* TASK: Select and copy every line in the data below that contains the word "wooden".

#### MATERIAL ####

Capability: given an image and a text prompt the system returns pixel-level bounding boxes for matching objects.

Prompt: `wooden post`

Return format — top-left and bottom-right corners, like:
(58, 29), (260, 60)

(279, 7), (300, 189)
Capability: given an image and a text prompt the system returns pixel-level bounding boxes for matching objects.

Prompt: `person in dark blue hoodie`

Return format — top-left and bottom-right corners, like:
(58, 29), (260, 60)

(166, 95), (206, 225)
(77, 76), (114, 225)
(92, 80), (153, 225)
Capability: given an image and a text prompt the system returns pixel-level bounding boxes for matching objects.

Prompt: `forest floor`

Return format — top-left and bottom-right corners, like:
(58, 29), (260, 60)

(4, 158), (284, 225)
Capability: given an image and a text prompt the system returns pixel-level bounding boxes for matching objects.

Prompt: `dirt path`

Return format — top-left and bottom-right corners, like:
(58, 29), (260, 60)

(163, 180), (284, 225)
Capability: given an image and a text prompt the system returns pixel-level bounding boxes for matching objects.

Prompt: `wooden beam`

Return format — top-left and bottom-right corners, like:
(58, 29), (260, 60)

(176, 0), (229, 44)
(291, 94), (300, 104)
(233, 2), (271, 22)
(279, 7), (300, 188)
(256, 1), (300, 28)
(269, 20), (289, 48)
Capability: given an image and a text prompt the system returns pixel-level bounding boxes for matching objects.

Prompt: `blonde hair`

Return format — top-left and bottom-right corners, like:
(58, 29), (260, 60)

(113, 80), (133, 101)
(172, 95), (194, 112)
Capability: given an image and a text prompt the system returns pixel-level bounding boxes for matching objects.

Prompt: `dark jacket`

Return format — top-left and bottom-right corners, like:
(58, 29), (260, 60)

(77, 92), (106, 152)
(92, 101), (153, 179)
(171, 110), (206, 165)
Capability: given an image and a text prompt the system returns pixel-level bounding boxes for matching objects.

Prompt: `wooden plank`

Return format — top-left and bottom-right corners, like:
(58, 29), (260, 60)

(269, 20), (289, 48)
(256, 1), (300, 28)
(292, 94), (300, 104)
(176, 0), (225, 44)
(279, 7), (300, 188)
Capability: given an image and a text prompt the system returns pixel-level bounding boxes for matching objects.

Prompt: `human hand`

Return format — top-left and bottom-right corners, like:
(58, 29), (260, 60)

####
#### MATERIAL ####

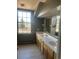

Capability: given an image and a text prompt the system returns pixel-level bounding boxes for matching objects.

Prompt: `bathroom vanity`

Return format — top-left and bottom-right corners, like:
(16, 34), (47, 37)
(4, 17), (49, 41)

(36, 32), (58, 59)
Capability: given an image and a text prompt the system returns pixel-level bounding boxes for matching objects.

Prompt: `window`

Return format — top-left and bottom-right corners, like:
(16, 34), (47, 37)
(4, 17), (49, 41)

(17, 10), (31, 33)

####

* RESPONSE BELOW:
Prompt: `wooden post`
Prompt: `wooden beam`
Prompt: `wooden plank`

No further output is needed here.